Reading passage

The television ads show happy married people knocking items off their bucket lists, but the reality is many couples are going their separate ways instead of spending their retirement years together.
Baby boomers, the largest single post-war generation, are splitting up just as they hit retirement age, with divorce stats spiking among Canadians aged 55 and older. It stands in stark contrast to overall divorce rates, which have been declining since the 1980s.
The trend has even spawned the term “grey divorce.”
“I’m seeing a huge trend in grey divorces,” says Lisa Gelman, whose Toronto-based law firm Gelman & Associates specializes in divorce.
According to Statistics Canada, in 2008 there were a combined 3,723 divorces among couples with at least one spouse aged 65 or older. Among the biggest reasons for the splits: falling out of love and differing retirement visions. “When the kids are out and flying on their own, that’s when people start realizing, ‘Wow, we have nothing to talk about,’” says Gelman.
A divorce later in life can be financially devastating for many, insists Gelman, who added it’s never the “clean break” some couples anticipate. “It’s very sad,” she confesses. “What we often see is people will come in, number crunch in situations like this and say, ‘OK, I’m not leaving.’”
A common misconception is you get to keep what you came into the relationship with. So if you had a million dollars in savings prior to getting married, many clients think that’s theirs when they leave, says Gelman.

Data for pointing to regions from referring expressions
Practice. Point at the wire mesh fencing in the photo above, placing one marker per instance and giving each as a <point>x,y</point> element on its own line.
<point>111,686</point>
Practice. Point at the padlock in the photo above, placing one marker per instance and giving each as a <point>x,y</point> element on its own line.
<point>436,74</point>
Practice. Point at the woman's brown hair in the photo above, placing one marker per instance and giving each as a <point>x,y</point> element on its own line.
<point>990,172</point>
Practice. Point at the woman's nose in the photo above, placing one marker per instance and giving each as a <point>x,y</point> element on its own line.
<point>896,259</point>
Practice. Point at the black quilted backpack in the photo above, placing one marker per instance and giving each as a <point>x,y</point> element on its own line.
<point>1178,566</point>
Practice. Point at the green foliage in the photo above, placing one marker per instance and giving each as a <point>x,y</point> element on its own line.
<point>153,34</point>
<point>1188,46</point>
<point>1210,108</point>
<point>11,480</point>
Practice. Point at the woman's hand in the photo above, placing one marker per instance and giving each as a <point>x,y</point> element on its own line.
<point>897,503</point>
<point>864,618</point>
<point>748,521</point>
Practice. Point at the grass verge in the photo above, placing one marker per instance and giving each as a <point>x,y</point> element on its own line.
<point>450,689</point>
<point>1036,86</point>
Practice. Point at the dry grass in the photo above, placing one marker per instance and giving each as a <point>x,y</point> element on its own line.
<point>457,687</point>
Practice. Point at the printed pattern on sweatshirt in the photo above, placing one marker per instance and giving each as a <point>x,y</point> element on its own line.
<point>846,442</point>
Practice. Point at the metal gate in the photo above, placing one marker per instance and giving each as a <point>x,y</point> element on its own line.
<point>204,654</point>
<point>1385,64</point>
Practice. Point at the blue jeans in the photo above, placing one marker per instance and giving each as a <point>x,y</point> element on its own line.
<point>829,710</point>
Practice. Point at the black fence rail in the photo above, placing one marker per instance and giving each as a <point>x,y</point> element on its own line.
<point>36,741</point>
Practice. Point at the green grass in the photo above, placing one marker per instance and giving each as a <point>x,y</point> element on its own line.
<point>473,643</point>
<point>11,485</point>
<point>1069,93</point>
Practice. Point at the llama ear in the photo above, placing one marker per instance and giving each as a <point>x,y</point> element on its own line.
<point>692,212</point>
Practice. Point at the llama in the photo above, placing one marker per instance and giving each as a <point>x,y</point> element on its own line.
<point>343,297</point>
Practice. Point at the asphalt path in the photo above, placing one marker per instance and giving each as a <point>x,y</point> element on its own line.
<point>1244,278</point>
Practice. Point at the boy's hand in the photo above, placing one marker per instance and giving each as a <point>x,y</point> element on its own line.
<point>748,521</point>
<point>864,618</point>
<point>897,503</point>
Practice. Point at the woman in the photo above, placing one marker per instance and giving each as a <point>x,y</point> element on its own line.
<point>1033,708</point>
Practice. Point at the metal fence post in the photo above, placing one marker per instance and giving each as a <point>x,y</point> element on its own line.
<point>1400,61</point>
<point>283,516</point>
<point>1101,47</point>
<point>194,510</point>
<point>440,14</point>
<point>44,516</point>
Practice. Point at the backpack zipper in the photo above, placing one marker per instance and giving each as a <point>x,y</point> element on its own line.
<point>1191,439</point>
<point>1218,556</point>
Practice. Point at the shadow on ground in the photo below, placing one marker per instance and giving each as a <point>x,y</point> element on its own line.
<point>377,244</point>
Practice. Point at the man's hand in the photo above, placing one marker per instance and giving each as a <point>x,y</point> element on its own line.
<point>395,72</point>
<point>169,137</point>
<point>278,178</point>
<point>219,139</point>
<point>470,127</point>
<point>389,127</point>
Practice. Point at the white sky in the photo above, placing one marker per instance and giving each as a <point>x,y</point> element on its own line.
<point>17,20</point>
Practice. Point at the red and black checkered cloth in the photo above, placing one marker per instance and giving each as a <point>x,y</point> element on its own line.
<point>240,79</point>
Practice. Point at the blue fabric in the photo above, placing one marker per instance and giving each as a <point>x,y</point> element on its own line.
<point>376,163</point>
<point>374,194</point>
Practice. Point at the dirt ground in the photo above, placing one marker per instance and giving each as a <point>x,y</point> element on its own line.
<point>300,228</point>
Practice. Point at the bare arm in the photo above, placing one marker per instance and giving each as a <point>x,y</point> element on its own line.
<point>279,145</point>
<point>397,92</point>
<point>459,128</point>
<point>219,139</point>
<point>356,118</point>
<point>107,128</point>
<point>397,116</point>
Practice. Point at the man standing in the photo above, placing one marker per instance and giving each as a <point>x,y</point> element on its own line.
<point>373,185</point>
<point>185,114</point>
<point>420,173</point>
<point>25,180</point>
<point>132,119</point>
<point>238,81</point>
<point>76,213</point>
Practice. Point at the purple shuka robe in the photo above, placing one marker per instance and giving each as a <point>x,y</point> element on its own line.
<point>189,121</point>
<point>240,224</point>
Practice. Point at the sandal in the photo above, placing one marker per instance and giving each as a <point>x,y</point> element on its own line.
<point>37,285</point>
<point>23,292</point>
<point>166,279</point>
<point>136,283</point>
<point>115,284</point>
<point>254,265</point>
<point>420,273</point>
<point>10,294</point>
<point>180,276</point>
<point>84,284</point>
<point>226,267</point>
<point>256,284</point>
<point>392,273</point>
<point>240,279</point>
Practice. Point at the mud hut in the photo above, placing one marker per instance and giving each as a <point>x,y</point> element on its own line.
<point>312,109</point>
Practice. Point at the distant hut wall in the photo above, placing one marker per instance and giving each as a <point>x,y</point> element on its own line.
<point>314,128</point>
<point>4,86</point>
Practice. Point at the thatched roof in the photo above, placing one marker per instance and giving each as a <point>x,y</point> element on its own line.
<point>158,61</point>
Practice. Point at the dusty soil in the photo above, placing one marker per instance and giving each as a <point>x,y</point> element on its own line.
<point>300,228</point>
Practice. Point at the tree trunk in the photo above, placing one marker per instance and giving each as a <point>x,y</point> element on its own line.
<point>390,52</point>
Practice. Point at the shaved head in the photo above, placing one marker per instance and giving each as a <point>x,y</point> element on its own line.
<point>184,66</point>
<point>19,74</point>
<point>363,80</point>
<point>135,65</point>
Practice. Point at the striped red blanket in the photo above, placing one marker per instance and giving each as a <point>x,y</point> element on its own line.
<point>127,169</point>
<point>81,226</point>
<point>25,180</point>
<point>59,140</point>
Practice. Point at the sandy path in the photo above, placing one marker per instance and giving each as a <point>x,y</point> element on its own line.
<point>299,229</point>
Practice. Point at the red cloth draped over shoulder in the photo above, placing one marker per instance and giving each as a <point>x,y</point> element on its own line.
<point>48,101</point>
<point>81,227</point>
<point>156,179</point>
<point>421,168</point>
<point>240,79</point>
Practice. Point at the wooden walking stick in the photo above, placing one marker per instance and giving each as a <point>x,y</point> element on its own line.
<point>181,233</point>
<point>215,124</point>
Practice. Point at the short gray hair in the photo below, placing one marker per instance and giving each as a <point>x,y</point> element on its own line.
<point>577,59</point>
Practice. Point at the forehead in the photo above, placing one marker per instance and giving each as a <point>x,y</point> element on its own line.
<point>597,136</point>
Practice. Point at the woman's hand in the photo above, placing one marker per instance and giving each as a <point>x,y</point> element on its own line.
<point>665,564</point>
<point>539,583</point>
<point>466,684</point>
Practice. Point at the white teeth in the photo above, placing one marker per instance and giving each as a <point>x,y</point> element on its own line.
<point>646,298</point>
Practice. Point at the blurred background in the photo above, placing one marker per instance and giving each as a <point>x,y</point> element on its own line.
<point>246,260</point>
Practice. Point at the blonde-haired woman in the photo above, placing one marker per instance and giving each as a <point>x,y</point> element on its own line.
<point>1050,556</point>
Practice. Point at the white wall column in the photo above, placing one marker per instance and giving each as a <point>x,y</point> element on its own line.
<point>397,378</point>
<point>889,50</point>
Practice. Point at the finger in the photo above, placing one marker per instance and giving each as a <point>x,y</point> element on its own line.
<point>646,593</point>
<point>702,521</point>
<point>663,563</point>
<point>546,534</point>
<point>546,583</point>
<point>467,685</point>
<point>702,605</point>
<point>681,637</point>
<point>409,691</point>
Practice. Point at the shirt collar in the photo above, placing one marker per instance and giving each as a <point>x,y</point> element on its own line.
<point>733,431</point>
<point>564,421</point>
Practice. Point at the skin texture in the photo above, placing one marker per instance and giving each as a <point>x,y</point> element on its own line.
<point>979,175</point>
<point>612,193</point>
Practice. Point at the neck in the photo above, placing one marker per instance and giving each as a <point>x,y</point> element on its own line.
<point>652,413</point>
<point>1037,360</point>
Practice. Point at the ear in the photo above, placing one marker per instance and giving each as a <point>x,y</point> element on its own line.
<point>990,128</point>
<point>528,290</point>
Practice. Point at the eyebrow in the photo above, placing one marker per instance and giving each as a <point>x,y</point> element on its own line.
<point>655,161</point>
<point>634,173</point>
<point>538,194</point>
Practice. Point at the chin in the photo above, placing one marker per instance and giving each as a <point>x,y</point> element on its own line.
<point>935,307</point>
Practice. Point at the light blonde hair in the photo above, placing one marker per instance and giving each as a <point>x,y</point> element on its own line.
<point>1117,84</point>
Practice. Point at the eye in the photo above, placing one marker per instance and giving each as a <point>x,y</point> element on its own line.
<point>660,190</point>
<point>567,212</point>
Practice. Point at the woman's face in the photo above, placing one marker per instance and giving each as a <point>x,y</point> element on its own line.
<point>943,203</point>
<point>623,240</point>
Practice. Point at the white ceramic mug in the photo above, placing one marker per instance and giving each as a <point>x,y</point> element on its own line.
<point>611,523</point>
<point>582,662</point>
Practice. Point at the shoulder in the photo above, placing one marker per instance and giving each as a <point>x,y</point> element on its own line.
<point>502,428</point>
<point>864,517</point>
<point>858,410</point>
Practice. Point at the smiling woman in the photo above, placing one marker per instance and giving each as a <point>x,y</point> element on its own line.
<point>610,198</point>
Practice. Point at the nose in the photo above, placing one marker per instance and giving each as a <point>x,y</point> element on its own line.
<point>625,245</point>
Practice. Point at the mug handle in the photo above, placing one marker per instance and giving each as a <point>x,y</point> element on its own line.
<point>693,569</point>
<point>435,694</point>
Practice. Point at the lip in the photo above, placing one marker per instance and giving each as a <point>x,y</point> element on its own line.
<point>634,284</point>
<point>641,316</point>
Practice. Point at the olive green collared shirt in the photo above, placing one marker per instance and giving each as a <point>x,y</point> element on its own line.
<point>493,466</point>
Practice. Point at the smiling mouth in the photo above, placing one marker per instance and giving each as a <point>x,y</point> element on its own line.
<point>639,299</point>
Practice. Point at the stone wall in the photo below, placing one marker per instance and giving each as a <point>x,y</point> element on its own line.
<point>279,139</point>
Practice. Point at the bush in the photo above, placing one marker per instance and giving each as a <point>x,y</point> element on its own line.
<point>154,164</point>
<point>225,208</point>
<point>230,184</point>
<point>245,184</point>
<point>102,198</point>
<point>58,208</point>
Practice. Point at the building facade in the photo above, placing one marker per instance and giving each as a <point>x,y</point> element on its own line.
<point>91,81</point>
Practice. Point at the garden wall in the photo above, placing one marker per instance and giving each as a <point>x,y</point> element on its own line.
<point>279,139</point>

Work task
Pick up the article on grey divorce after its last sentence and carry it forward. The entries are not needed for the tasks.

Result of the task
All assets, even the ones you amassed prior to marriage, are equally shared upon termination. And if one spouse had a business before getting married, which grew even bigger during the marriage, then earnings from that would also be shared. “The longer you’re married, the more you accumulate and the more is on the line,” adds Gelman. “You can think ‘I’m going to break up and it’s going to be a clean break,’ but really you’re destined to be financially supporting the other person for a long time.”
Businesses, pensions, RRSPs, and other forms of savings and property, such as homes, cars, and cottages, are all on the table and divorce settlements can often turn bitter.
Women also tend to bring fewer assets into a marriage and often leave with less than their male spouse. Some may also have been out of the workforce, raising children, and will need to find a job, says Gelman. In addition, spouses, who have been dependent on their partner’s medical and life insurance plans, will need to get their own coverage.
The couple may also be empty nesters, but still be financially supporting adult children, who are facing a challenging job market.
With all this in the mix, it’s important to have legal counsel that’s knowledgeable and empathetic, says Gelman.
“We play therapist a lot,” she adds. “Our job is not to fuel this fire. You have to be so careful how you put things in letters to the clients.”
If you find yourself divorcing your spouse later in life, or in retirement, you need to compile a comprehensive overview of your financial situation. Here are some things to consider in regards to your finances:
Record your finances. Collect details about all your personal financial information: tax returns; pay stubs; benefit and pension statements; insurance policies; and savings (RRSPs / RRIFs, RESPs, and tax free savings accounts). Also include any real estate holdings such as a family home, cottage, or rental income properties. Keep track of property tax and assessment statements, utility bills, and all other receipts for repairs and general maintenance. Other property such as cars, boats and any other vehicles should be logged. If you own a business, keep a record of revenues.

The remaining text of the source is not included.